§ **The request**:
Count the lines in the entries below that contain the string "copper", and reply with only that number.

§ **Records supplied**:
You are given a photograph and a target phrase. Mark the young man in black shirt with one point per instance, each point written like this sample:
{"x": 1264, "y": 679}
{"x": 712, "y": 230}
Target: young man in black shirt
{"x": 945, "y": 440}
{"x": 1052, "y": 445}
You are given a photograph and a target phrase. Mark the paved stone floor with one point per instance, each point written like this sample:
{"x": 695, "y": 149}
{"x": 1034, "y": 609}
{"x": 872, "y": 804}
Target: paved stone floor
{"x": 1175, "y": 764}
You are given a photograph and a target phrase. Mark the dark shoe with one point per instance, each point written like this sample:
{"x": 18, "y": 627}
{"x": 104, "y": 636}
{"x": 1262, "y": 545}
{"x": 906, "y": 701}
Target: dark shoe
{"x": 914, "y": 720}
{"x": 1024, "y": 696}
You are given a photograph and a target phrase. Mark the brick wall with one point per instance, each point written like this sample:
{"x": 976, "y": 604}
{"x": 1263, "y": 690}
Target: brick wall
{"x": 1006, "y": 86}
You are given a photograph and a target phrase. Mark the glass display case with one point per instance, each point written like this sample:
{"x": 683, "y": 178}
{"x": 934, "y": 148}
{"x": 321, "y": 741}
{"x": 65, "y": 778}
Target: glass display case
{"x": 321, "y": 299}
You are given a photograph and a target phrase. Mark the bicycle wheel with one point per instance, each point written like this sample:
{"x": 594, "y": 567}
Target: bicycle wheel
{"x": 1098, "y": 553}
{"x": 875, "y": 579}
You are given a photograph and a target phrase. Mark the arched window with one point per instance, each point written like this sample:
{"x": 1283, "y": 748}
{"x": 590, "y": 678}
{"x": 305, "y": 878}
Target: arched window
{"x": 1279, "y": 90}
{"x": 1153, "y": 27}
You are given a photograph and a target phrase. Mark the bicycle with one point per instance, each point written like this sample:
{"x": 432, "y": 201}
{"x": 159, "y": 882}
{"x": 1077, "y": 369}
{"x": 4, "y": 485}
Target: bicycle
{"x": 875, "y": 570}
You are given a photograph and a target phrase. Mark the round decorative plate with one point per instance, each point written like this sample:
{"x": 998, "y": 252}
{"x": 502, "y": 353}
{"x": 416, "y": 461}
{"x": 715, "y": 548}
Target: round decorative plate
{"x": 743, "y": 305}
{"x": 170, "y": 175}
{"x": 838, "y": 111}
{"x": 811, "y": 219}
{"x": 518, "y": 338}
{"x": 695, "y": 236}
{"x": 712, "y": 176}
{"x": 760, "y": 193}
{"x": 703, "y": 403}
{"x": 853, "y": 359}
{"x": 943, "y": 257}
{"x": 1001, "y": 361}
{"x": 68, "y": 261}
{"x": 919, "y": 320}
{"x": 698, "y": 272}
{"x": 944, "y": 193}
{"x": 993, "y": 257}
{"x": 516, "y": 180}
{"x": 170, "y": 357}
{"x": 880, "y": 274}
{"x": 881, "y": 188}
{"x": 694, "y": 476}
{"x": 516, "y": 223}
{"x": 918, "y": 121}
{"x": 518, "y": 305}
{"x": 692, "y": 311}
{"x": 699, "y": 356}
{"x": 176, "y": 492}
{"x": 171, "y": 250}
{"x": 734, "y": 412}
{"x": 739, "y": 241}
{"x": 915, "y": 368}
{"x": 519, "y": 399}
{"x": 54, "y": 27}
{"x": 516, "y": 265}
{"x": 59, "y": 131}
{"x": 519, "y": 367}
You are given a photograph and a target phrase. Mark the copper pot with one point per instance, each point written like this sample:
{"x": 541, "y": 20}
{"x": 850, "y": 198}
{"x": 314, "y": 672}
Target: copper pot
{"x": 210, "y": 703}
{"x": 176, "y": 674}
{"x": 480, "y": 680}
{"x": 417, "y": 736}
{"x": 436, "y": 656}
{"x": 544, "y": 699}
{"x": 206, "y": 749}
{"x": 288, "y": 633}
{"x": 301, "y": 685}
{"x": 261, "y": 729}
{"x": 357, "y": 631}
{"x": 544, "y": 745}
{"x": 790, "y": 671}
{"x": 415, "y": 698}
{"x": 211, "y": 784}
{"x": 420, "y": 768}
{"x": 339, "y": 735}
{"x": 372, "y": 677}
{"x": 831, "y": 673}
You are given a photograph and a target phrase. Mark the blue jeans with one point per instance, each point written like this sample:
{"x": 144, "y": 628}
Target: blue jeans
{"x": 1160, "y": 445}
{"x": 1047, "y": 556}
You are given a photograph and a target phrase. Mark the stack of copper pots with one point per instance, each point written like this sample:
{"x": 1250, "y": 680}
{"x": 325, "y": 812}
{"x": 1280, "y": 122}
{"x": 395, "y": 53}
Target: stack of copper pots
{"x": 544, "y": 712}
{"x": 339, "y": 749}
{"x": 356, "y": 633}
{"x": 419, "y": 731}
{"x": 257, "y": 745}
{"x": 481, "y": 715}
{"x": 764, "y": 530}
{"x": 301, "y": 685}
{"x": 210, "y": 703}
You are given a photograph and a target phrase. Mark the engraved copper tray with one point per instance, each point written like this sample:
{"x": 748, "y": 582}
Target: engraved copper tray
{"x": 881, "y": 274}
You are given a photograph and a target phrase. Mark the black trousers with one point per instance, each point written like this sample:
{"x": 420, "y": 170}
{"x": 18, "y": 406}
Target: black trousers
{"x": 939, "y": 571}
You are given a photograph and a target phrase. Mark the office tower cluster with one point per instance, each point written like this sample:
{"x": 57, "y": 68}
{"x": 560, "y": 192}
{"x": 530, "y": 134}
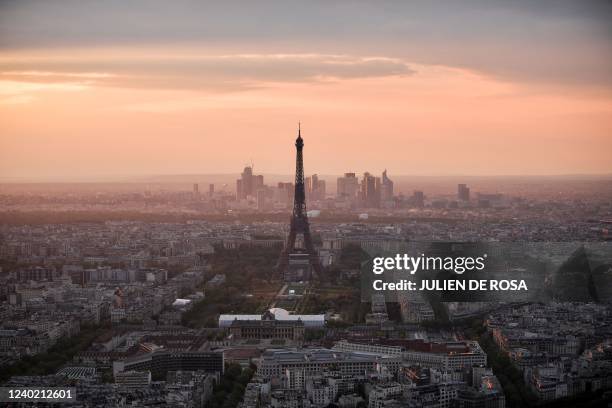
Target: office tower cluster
{"x": 370, "y": 192}
{"x": 463, "y": 192}
{"x": 315, "y": 188}
{"x": 248, "y": 184}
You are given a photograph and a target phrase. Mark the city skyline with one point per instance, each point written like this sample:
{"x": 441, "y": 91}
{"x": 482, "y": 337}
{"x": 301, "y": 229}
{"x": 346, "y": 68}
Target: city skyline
{"x": 202, "y": 88}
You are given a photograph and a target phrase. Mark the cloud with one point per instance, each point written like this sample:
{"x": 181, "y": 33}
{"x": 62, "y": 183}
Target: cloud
{"x": 560, "y": 41}
{"x": 196, "y": 71}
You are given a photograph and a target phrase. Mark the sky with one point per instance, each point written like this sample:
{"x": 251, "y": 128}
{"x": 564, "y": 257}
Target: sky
{"x": 101, "y": 90}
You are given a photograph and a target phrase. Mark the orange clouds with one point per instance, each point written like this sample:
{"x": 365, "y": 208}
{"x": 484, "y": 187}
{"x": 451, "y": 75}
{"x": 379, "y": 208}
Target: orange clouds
{"x": 200, "y": 113}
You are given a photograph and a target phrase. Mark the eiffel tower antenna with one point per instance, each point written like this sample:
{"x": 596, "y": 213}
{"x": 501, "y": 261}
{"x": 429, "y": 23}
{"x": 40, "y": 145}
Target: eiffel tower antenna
{"x": 299, "y": 217}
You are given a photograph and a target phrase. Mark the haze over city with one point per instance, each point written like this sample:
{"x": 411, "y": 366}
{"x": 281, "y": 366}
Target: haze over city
{"x": 106, "y": 91}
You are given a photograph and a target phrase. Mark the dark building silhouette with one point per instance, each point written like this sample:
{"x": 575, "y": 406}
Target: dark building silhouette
{"x": 299, "y": 224}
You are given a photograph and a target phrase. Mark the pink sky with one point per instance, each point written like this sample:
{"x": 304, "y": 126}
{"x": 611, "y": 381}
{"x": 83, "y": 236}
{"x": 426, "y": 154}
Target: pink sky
{"x": 79, "y": 113}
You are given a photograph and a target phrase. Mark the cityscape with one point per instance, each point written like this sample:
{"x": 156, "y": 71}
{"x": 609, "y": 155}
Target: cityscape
{"x": 306, "y": 204}
{"x": 193, "y": 298}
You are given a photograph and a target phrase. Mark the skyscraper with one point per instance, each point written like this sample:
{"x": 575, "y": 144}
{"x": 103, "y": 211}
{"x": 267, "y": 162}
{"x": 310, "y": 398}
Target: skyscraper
{"x": 248, "y": 184}
{"x": 463, "y": 192}
{"x": 347, "y": 186}
{"x": 369, "y": 192}
{"x": 386, "y": 188}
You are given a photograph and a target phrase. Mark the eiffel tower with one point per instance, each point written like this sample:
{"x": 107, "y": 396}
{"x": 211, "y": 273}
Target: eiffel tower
{"x": 299, "y": 219}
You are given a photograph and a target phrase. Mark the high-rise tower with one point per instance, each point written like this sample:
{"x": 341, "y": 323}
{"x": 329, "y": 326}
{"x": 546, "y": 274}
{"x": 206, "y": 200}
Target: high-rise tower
{"x": 291, "y": 258}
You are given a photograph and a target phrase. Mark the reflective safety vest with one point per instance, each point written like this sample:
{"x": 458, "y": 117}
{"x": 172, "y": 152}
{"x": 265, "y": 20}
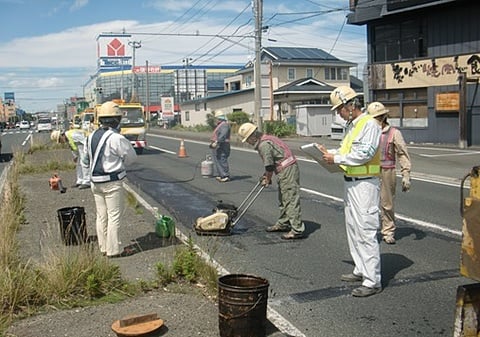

§ **Full solution**:
6